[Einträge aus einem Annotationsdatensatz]
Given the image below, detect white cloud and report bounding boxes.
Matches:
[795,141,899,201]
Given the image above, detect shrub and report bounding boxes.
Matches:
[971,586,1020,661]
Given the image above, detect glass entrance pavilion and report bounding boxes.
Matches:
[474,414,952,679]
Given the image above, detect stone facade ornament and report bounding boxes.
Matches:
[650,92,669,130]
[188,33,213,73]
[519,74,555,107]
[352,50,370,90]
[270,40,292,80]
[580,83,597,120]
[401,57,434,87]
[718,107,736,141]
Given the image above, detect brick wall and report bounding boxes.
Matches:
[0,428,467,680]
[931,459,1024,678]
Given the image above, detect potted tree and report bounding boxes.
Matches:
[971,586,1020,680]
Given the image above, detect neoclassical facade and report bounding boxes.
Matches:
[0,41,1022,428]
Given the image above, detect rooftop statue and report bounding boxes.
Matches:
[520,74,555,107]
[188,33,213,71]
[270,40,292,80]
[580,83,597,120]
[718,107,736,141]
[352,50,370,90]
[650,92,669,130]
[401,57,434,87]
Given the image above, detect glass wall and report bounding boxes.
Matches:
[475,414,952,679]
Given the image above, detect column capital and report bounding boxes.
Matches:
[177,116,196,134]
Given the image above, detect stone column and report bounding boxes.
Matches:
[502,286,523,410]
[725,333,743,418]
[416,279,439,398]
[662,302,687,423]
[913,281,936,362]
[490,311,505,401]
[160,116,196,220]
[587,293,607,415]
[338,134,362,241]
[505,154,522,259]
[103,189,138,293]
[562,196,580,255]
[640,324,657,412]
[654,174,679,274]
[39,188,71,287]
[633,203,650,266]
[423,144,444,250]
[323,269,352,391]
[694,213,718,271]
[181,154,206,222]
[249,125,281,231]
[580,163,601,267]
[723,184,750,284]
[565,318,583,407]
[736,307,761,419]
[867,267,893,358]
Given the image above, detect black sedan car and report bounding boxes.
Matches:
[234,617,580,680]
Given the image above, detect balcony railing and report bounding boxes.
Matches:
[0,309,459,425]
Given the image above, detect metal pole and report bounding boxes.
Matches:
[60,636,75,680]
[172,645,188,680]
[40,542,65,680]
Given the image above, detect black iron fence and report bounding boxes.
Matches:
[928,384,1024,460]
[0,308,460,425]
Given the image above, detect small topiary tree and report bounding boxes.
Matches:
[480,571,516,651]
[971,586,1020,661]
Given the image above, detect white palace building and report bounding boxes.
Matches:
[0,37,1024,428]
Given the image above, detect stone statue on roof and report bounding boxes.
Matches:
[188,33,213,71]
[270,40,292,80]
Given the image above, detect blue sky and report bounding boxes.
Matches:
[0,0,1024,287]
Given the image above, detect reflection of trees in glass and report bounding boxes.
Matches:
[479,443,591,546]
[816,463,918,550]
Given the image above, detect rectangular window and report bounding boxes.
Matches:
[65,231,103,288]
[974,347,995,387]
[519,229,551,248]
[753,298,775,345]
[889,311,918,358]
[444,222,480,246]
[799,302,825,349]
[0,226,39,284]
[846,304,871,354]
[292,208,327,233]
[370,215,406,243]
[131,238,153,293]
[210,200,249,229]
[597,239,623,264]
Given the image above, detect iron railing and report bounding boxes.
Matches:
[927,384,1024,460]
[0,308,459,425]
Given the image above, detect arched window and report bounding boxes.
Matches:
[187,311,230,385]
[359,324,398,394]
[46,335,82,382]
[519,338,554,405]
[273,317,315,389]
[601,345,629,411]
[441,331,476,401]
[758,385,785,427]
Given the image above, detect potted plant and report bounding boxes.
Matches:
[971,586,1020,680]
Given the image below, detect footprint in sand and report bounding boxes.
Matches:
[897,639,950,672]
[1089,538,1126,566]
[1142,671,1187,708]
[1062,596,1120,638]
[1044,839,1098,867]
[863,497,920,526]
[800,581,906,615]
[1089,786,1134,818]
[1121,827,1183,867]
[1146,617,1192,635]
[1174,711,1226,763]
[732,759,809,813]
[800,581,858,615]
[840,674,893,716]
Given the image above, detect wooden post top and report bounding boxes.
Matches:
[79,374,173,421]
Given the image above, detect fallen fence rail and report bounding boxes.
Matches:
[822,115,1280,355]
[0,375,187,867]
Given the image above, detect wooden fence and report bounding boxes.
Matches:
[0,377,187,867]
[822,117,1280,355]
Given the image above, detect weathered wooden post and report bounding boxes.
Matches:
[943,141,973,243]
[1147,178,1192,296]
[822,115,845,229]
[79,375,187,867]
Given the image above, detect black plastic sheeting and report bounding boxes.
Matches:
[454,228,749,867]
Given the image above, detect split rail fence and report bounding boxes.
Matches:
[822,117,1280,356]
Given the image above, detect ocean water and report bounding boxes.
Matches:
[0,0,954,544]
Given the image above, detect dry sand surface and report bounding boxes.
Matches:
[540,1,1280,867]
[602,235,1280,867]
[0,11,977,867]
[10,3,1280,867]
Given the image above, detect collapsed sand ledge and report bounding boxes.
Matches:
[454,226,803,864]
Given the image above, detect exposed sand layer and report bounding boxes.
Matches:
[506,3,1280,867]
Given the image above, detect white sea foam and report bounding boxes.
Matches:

→ **Was zu tun ist**:
Filtere bitte aus den Daten oben alle Zeilen heraus, die das Wort „facade“ enthalten, und gib sie unverändert wieder.

→ **Antwort**:
Given the image above, detect stone facade ornament and report bounding boxes.
Given the image above, detect neoclassical facade and report bounding boxes.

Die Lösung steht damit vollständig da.